_PROBLEM_:
Scan the data below for the string "Find". Show every line where it turns up.

RECORDED INFORMATION Block Start

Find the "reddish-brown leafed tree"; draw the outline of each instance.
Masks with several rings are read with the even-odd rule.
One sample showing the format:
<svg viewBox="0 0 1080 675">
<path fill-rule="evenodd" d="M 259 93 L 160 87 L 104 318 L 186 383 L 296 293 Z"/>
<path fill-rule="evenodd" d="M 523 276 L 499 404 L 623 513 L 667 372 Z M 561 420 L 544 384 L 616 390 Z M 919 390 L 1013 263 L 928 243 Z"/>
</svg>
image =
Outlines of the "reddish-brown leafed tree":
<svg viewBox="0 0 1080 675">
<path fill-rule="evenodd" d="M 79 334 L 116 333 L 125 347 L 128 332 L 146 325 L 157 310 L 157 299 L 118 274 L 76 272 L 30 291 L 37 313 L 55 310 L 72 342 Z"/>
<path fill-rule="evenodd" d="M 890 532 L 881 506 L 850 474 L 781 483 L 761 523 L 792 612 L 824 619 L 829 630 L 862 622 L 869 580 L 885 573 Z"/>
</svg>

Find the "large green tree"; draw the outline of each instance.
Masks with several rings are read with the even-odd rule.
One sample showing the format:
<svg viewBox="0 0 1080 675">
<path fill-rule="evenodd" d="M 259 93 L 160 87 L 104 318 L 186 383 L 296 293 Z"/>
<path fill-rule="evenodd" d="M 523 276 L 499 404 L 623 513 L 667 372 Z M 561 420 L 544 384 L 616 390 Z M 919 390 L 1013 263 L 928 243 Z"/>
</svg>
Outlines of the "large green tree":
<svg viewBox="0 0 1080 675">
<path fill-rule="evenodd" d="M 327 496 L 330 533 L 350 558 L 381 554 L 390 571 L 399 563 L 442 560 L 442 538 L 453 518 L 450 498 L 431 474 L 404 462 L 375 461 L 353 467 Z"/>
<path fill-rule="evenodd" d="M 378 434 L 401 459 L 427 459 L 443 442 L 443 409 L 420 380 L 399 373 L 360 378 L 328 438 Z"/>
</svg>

RECORDED INFORMATION Block End

_TASK ANSWER_:
Find the "reddish-brown leafed tree"; draw the outline of each instance.
Find the "large green tree"; draw the outline of each instance.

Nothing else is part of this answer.